▶ [What to produce]: Return every line of the material below that contains the string "platform".

▶ [Recorded information]:
========================================================================

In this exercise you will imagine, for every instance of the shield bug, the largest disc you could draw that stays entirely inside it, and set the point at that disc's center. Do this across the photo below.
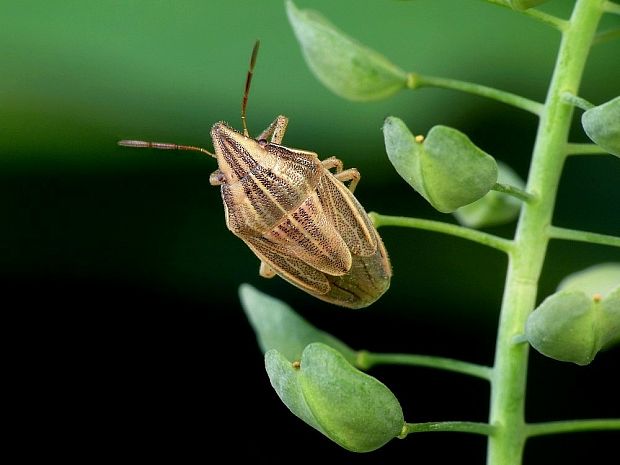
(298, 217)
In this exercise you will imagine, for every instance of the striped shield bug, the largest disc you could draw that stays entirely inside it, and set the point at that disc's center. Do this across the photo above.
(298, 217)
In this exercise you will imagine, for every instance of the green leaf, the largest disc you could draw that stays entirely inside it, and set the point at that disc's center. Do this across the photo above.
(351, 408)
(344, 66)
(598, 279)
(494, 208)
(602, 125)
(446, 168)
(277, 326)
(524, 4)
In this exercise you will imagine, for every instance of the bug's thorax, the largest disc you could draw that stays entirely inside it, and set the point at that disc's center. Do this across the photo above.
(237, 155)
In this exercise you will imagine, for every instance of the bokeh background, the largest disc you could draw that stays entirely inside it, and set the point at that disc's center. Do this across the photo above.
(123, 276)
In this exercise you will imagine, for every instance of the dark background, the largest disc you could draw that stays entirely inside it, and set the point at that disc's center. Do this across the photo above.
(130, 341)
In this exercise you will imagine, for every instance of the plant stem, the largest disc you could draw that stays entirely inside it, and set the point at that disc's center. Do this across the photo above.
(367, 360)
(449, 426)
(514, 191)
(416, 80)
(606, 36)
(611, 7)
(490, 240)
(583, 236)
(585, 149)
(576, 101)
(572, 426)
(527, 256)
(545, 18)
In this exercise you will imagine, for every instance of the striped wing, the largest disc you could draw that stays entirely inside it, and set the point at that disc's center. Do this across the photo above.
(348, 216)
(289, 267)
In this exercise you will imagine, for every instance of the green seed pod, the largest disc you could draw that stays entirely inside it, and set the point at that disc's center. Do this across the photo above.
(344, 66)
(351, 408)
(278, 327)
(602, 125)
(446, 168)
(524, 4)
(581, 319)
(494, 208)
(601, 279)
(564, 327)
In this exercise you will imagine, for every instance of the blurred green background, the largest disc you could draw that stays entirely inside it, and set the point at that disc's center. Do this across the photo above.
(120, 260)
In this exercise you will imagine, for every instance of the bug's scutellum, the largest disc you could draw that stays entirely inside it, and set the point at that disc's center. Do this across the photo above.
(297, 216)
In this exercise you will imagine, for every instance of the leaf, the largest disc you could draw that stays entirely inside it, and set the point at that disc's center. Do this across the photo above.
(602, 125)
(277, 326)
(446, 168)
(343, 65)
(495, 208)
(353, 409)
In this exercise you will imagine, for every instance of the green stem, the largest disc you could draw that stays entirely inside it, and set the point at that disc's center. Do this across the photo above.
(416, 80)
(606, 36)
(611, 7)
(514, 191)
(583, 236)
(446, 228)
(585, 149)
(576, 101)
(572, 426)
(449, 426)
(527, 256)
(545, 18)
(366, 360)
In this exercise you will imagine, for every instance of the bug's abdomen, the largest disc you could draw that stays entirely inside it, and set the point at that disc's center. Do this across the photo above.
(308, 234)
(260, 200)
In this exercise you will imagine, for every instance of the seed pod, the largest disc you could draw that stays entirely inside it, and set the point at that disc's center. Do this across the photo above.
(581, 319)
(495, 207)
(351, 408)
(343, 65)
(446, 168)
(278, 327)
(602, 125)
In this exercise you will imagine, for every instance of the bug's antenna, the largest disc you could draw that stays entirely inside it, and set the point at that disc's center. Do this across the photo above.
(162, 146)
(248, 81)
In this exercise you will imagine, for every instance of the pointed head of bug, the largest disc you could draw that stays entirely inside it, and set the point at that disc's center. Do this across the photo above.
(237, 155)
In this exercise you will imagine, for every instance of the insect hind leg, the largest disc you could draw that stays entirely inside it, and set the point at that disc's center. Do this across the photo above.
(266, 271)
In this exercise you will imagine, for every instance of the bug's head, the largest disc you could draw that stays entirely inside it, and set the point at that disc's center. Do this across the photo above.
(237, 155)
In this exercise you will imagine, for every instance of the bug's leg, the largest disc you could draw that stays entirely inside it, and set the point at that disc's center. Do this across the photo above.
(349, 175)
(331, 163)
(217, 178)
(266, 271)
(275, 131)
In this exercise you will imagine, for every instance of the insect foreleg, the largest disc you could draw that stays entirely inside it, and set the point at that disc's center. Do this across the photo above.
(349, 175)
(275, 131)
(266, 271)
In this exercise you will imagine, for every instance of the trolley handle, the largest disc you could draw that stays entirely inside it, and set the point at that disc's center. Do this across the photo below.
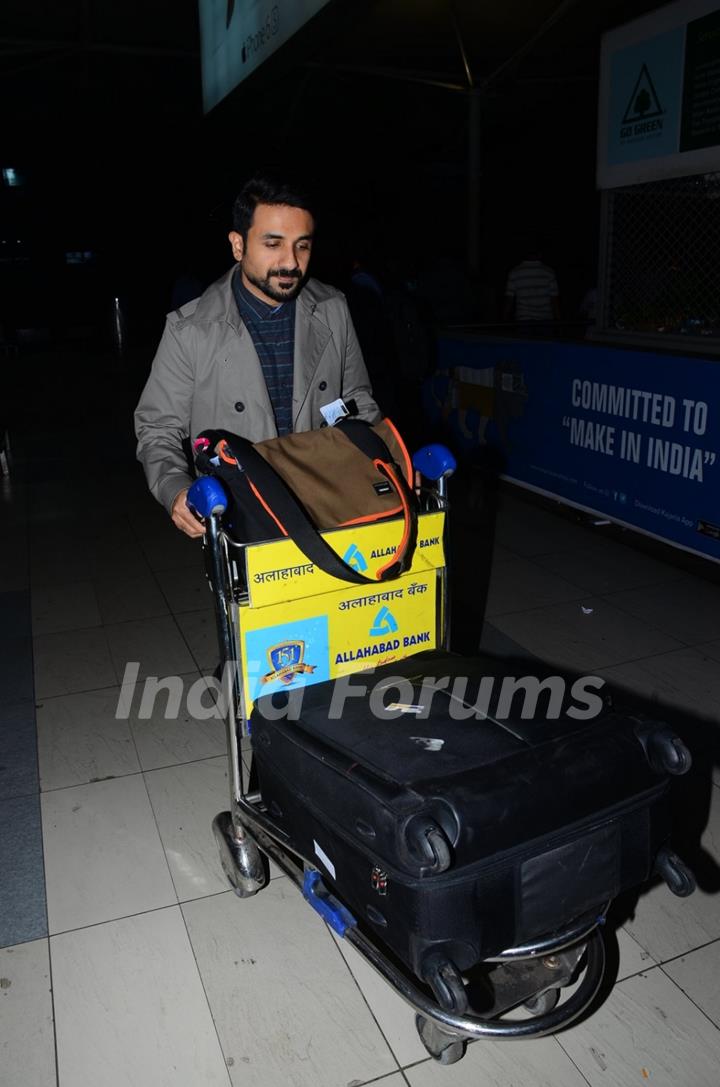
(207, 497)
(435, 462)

========================================================================

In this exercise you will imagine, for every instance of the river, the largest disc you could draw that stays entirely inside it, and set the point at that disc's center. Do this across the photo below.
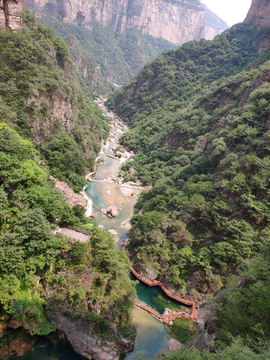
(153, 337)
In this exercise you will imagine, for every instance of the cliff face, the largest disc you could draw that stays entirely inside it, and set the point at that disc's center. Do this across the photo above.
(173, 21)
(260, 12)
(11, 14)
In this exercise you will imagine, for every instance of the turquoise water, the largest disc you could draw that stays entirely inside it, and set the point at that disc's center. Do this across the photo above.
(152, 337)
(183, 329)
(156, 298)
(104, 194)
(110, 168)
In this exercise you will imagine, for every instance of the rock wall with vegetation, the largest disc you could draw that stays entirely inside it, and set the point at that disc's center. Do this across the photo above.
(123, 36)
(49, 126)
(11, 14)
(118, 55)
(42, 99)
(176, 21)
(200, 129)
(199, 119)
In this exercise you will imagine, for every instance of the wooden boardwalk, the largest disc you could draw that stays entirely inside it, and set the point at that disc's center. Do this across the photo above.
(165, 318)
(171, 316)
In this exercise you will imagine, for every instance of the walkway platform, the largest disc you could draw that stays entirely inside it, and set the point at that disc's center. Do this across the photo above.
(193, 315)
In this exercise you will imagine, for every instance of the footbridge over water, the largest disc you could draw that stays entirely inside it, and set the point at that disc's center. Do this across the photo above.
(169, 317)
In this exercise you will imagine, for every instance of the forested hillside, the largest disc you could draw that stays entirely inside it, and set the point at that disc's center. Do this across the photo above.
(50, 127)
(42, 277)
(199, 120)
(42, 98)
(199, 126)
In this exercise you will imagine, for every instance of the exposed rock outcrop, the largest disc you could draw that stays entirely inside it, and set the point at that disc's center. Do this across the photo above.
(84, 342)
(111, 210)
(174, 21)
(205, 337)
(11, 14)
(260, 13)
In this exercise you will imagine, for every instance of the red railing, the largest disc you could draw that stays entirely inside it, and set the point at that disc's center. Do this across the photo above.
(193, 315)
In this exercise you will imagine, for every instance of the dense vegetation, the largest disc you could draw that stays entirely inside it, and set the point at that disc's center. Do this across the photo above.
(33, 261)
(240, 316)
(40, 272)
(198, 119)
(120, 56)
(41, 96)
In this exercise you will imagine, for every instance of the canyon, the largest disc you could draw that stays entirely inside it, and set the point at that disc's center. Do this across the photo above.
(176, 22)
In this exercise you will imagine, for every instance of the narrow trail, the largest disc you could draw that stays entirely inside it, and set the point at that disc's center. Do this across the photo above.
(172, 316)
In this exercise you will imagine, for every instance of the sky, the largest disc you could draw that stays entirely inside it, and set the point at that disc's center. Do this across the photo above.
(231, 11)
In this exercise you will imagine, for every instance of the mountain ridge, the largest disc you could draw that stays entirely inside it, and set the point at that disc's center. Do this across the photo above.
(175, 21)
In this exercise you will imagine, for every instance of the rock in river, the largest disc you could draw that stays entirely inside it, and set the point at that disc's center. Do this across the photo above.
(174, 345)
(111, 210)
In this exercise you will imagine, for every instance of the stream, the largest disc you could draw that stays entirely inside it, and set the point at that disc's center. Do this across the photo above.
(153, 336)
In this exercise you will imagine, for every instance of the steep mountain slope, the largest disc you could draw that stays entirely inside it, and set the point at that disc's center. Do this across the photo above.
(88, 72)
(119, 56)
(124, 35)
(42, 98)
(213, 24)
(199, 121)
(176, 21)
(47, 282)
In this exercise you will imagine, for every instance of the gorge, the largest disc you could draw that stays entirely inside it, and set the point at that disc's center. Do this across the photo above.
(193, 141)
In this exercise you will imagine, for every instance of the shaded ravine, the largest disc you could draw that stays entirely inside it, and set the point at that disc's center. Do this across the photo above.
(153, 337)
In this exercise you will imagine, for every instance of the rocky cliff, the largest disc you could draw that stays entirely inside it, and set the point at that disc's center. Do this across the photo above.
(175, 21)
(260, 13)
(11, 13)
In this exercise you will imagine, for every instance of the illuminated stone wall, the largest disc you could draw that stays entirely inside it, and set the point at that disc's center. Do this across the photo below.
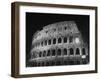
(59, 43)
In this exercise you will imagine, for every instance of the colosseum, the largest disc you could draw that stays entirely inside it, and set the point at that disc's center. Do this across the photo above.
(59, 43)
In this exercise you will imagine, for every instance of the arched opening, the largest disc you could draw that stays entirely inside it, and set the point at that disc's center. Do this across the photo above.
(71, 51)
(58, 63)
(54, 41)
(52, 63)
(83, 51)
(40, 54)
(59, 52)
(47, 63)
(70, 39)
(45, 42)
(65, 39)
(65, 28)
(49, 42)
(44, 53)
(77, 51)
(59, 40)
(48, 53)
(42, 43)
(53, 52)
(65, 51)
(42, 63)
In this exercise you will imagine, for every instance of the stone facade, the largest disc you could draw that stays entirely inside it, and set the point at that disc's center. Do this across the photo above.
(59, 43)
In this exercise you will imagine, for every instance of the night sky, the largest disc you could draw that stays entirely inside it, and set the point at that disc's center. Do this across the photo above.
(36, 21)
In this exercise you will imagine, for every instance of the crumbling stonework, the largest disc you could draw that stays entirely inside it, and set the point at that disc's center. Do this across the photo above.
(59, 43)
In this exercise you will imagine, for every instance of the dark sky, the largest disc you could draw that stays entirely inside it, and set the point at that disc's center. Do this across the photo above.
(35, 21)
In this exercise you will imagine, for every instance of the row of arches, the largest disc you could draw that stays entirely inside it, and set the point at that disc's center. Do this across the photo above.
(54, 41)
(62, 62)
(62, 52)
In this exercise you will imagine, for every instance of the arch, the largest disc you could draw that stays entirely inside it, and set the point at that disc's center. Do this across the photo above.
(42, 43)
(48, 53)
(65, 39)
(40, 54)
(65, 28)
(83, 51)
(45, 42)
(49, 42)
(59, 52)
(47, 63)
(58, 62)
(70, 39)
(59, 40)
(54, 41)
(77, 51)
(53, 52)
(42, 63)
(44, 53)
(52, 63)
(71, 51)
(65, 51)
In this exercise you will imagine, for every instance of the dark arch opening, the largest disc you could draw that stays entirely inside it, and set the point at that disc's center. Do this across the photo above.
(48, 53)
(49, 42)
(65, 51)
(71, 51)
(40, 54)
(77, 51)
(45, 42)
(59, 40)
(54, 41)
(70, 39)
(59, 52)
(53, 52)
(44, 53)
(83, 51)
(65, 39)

========================================================================

▶ [Worked answer]:
In this exercise you will imagine, for every instance of the walkway platform, the largest disc you could draw that stays entirely inside it, and set the point at that disc's center. Do this across the photo above.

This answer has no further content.